▸ ASSIGNMENT:
Pick out each line in these entries that contains the string "water".

[[ GIVEN RECORDS, beginning ]]

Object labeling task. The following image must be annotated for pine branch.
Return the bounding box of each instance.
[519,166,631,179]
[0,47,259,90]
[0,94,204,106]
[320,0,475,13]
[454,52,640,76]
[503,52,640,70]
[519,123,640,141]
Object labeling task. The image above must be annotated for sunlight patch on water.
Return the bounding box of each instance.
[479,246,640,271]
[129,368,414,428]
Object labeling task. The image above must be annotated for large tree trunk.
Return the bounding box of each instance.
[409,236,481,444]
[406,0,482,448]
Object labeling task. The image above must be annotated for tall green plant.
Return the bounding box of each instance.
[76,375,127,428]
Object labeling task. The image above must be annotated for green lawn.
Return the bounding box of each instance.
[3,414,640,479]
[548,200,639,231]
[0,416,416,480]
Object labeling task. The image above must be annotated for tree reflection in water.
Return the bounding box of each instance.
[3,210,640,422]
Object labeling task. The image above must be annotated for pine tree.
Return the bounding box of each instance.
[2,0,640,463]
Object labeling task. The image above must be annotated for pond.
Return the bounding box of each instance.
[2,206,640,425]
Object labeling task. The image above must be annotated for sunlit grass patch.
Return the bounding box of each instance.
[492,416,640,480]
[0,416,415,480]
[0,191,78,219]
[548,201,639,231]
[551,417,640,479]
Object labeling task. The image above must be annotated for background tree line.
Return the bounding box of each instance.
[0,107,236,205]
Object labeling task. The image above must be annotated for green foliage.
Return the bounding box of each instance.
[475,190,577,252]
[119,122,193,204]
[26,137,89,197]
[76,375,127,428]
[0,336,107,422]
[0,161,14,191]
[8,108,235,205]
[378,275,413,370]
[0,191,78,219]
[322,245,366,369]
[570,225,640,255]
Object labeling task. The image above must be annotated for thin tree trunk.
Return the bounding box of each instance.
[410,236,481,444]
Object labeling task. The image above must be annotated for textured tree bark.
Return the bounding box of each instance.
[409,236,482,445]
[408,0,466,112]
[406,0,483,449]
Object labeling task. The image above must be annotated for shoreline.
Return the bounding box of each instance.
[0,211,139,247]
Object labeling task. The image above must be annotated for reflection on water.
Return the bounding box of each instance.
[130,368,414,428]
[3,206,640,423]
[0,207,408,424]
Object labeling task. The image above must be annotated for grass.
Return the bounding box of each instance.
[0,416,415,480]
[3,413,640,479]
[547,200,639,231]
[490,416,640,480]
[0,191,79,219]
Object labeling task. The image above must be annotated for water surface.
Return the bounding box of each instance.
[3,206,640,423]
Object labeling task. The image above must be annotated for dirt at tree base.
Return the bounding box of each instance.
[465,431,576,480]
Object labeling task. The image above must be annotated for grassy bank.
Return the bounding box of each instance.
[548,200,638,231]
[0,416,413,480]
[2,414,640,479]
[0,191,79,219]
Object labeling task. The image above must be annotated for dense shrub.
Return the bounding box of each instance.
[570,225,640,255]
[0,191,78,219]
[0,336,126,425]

[[ GIVEN RECORDS, end ]]

▸ ANSWER FOR THE TASK:
Object labeling task. The image above must be annotated for sunlight patch on water.
Object labeling task. The image above must be annotated for tree reflection in water.
Object labeling task. The image above must be annotated for reflection on water.
Object labeling task. The image above must be annotated for water surface.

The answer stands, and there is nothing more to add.